• **GIVEN EXERCISE**:
Please present the lines below as a numbered list, skipping any blank lines.

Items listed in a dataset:
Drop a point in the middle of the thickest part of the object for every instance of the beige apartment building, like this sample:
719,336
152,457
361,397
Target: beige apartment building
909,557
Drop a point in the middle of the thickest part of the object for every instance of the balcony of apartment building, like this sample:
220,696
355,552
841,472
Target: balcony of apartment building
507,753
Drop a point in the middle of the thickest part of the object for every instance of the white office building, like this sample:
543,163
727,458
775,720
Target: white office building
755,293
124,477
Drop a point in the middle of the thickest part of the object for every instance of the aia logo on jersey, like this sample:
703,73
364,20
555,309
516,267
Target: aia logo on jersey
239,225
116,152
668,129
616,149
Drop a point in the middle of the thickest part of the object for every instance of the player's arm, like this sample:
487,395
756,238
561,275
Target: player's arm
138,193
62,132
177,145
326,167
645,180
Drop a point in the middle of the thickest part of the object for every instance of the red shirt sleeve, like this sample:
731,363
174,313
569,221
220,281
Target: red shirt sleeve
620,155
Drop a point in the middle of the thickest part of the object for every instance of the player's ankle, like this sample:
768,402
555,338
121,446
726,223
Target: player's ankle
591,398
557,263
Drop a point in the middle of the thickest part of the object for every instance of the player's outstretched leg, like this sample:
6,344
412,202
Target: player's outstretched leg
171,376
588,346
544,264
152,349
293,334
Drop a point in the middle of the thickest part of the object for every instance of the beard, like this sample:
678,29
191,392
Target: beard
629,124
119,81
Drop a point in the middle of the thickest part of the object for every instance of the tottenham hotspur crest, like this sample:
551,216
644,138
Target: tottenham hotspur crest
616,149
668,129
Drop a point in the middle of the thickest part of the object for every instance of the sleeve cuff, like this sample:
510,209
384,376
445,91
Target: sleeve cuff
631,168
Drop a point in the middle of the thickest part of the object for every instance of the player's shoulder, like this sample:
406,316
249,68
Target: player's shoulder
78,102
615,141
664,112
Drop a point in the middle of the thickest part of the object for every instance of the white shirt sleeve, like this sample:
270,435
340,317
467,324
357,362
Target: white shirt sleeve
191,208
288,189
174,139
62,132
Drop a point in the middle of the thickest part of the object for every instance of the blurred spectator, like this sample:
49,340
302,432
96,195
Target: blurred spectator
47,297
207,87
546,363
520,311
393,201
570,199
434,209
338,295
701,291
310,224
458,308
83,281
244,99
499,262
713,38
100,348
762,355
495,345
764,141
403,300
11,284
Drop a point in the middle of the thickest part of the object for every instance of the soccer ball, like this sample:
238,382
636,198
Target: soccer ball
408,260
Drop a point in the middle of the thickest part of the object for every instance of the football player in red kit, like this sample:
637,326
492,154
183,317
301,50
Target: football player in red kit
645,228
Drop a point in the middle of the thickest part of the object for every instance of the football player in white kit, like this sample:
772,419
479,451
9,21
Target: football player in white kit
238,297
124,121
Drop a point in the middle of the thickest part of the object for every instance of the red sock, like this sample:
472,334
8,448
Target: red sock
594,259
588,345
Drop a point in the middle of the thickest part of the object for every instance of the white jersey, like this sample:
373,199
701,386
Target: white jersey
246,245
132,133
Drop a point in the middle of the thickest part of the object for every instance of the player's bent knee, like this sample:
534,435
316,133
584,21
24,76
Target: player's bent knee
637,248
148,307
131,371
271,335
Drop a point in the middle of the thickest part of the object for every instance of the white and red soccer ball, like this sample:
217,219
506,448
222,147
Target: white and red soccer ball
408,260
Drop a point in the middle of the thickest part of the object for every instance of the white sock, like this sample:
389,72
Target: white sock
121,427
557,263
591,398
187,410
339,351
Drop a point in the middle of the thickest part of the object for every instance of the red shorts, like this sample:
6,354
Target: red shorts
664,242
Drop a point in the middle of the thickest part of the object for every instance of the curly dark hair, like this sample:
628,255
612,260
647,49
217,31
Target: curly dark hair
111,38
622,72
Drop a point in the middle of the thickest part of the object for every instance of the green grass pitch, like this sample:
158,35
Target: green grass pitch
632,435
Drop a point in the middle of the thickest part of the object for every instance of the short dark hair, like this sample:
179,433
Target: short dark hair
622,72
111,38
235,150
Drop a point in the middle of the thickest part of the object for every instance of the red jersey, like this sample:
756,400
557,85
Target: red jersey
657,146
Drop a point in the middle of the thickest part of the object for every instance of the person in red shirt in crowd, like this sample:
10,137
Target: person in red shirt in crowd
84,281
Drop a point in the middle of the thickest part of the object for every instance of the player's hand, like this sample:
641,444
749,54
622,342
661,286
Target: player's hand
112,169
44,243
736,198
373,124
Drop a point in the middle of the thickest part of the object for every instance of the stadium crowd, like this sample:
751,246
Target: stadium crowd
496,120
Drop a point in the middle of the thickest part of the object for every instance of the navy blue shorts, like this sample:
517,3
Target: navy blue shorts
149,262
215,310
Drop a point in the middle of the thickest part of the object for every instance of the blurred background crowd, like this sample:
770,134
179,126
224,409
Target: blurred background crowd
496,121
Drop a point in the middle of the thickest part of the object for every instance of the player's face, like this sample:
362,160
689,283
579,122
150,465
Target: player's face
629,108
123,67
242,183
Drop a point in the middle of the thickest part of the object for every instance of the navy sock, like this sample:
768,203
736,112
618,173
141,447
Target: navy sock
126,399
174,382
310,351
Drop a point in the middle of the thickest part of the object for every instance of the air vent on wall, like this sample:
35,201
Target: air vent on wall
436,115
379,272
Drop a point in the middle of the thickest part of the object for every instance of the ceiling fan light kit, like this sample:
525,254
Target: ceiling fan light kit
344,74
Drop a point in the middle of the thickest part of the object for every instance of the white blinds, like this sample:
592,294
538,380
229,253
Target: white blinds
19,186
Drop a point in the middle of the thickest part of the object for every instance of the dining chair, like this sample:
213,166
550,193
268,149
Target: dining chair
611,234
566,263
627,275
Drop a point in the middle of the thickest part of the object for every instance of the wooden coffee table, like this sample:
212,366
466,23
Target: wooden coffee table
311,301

• **RESULT FOR THIS EXERCISE**:
1. Drop a point in the middle of the thickest part of the object for every instance of the beige apartment building, like this sample:
2. 719,336
3. 152,457
4. 361,397
5. Target: beige apartment building
6. 909,557
7. Drop a point in the middle of the thickest part of the object for every instance of the balcony of apartment building, like this sample:
8. 220,696
9. 355,552
10. 841,472
11. Target: balcony of apartment building
12. 507,753
13. Drop a point in the middle of the thickest part of the object for every instance of the white office building, like this sample:
14. 543,163
15. 727,458
16. 775,720
17. Target: white office building
18. 755,293
19. 124,477
20. Drop a point in the middle of the thickest part of the object for every instance of the aia logo on jersey, like this sample:
21. 703,73
22. 364,20
23. 555,309
24. 516,267
25. Target: aia logo on jersey
26. 239,225
27. 116,152
28. 668,129
29. 616,149
30. Drop a point in the middle of the thickest part of the object for every instance of the player's arm, like this sample:
31. 487,395
32. 756,238
33. 561,275
34. Target: player's arm
35. 138,193
36. 62,132
37. 177,145
38. 326,167
39. 645,180
40. Drop a point in the middle of the thickest part of the object for every instance of the red shirt sleeve, like this sample:
41. 731,363
42. 174,313
43. 569,221
44. 220,281
45. Target: red shirt sleeve
46. 620,155
47. Drop a point in the middle of the thickest part of the object for every instance of the player's ankle, like this sample:
48. 768,402
49. 555,338
50. 121,446
51. 726,223
52. Target: player's ankle
53. 591,398
54. 557,263
55. Drop a point in the middle of the thickest part of the object for every instance of the player's outstretched leg, like this sample:
56. 6,344
57. 412,202
58. Target: player's outstretched leg
59. 171,376
60. 588,346
61. 544,264
62. 152,349
63. 293,334
64. Drop a point in the middle of the thickest part of the object for every instance of the beard, like this sample:
65. 678,29
66. 191,392
67. Target: beard
68. 629,124
69. 119,81
70. Drop a point in the middle of the thickest part of the object for every instance of the tottenham hotspur crest, like this sample:
71. 551,216
72. 644,138
73. Target: tottenham hotspur crest
74. 616,149
75. 668,129
76. Drop a point in the middle of the thickest part of the object for every instance of the sleeve cuff, like this sample:
77. 510,209
78. 384,376
79. 445,91
80. Target: sleeve cuff
81. 631,168
82. Drop a point in the middle of the thickest part of the object for every instance of the player's shoulder, like this sample:
83. 406,316
84. 249,68
85. Target: player's shoulder
86. 78,102
87. 615,141
88. 664,112
89. Drop a point in the middle of the thickest part of the object for every instance of the white shirt sleeve, like this sample:
90. 270,435
91. 340,317
92. 467,324
93. 357,362
94. Target: white shirt sleeve
95. 191,208
96. 288,189
97. 174,139
98. 62,132
99. Drop a point in the middle of the thickest part of the object for every instance of the blurred spectator, like this sample:
100. 49,340
101. 302,432
102. 96,195
103. Target: blurred spectator
104. 47,297
105. 207,87
106. 546,363
107. 520,311
108. 393,201
109. 570,199
110. 434,209
111. 338,295
112. 701,291
113. 310,224
114. 458,308
115. 83,281
116. 244,99
117. 499,262
118. 713,38
119. 100,348
120. 762,355
121. 495,345
122. 764,141
123. 403,300
124. 11,284
125. Drop a point in the middle of the thickest part of the object for every instance of the soccer ball, like this sample:
126. 238,382
127. 636,198
128. Target: soccer ball
129. 408,260
130. Drop a point in the middle of the thickest part of the object for every instance of the football player in red kit, like this sample:
131. 637,326
132. 492,154
133. 183,317
134. 301,50
135. Target: football player in red kit
136. 645,228
137. Drop a point in the middle of the thickest part of the object for every instance of the football player in white kit, like this sample:
138. 772,419
139. 479,451
140. 9,21
141. Target: football player in white kit
142. 238,297
143. 124,121
144. Drop a point in the middle of the thickest part of the object for every instance of the red sock, like this sample:
145. 472,334
146. 8,448
147. Target: red sock
148. 594,259
149. 588,345
150. Drop a point in the middle of the thickest part of the object for every instance of the white jersey, like this sample:
151. 373,199
152. 701,386
153. Target: white jersey
154. 246,245
155. 132,133
156. Drop a point in the middle of the thickest part of the object for every instance of the player's bent knee, like this sample:
157. 534,435
158. 316,133
159. 584,21
160. 24,76
161. Target: player's bent knee
162. 637,248
163. 148,307
164. 131,371
165. 271,335
166. Drop a point in the middle of the thickest part of the object for every instance of the white and red soccer ball, like this sample:
167. 217,219
168. 506,448
169. 222,147
170. Target: white and red soccer ball
171. 408,260
172. Drop a point in the middle of the thickest part of the object for every instance of the white sock, like this sample:
173. 389,72
174. Target: white sock
175. 121,427
176. 557,263
177. 591,398
178. 187,410
179. 339,351
180. Drop a point in the middle of the thickest part of the object for every instance of the red shorts, like this sample:
181. 6,354
182. Target: red shorts
183. 664,242
184. Drop a point in the middle of the thickest part of the object for every instance of the curly dark hair, like this sample:
185. 628,255
186. 612,260
187. 647,49
188. 217,31
189. Target: curly dark hair
190. 111,38
191. 622,72
192. Drop a point in the middle of the thickest part of the object for every instance of the green grass pitch, like this sample:
193. 158,35
194. Target: green grass pitch
195. 632,435
196. Drop a point in the middle of the thickest part of the object for every instance of the short dark hair, like this sample:
197. 179,433
198. Target: short dark hair
199. 622,72
200. 111,38
201. 235,150
202. Drop a point in the middle of the thickest part of the object for every instance of the red jersey, like this sample:
203. 756,400
204. 557,85
205. Target: red jersey
206. 657,146
207. Drop a point in the middle of the thickest part of the object for every instance of the person in red shirt in crowd, like this sample:
208. 10,137
209. Target: person in red shirt in crowd
210. 84,281
211. Drop a point in the middle of the thickest part of the object for every instance of the player's hand, like this sample:
212. 641,444
213. 749,54
214. 622,342
215. 661,286
216. Target: player's hand
217. 112,169
218. 44,243
219. 736,198
220. 373,124
221. Drop a point in the middle of the thickest part of the object for every instance of the stadium crowd, like this sample:
222. 751,246
223. Target: stadium crowd
224. 496,120
225. Drop a point in the middle of the thickest part of the object for every instance of the navy blue shorts, like this sample:
226. 517,3
227. Target: navy blue shorts
228. 149,262
229. 215,310
230. Drop a point in the middle of the thickest part of the object for every instance of the blurred background crowd, like this sample:
231. 770,134
232. 179,126
233. 224,409
234. Target: blurred background crowd
235. 496,121
236. Drop a point in the middle of the thickest part of the object for every instance of the player's face, like this sample:
237. 362,160
238. 689,283
239. 579,122
240. 150,465
241. Target: player's face
242. 629,108
243. 123,67
244. 242,183
245. Drop a point in the middle of the thickest part of the object for every instance of the navy sock, like this sample:
246. 768,203
247. 736,112
248. 618,173
249. 141,447
250. Target: navy sock
251. 126,399
252. 174,382
253. 310,351
254. Drop a point in the middle of the thickest part of the object for every instance of the air vent on wall, like this sample:
255. 35,201
256. Target: air vent on wall
257. 436,115
258. 379,272
259. Drop a point in the middle of the thickest part of the object for every instance of the ceiling fan light kit, like this sample:
260. 525,254
261. Target: ceiling fan light kit
262. 344,74
263. Drop a point in the middle of the thickest part of the object for every instance of the white blinds, like this sample:
264. 592,294
265. 538,380
266. 229,253
267. Target: white blinds
268. 19,186
269. Drop a point in the middle of the thickest part of the object for every instance of the dining chair, like this sample:
270. 213,166
271. 550,193
272. 268,149
273. Target: dining chair
274. 611,234
275. 566,263
276. 627,275
277. Drop a point in the middle of the thickest part of the object for every instance of the wooden coffee table, like this sample:
278. 212,366
279. 466,23
280. Target: wooden coffee table
281. 311,301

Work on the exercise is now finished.